_EXERCISE GOAL_.
Everything from the line containing "Would you be able to determine the whereabouts of the grassy" down to the last line of the entries below must be transcribed exactly, and nothing else.

^^^^

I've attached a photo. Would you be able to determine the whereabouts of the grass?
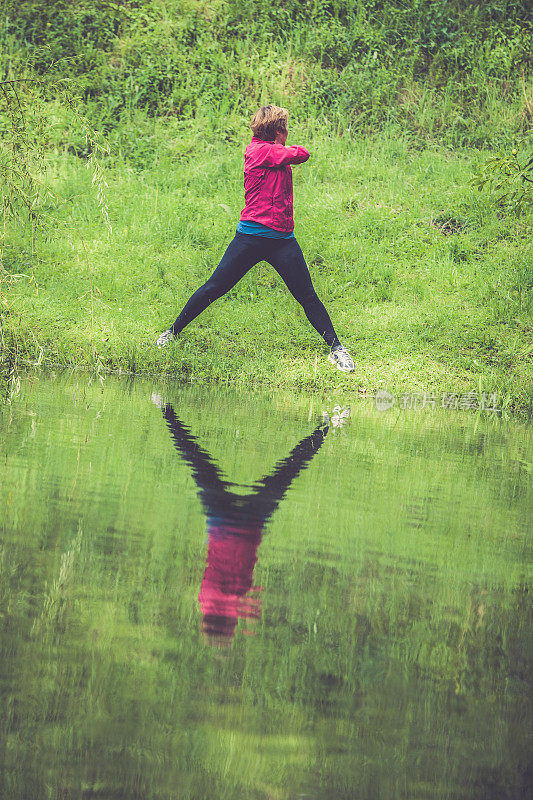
[0,120,533,408]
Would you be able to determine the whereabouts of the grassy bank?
[1,127,533,408]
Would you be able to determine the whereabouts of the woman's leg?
[171,233,263,336]
[266,239,340,347]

^^^^

_RESULT OF THIS EXERCISE_.
Would you be able to determine the whereabouts of the grassy bank?
[1,127,533,408]
Would you be able to determine the whereabouts of the woman's leg?
[171,233,263,336]
[266,239,340,347]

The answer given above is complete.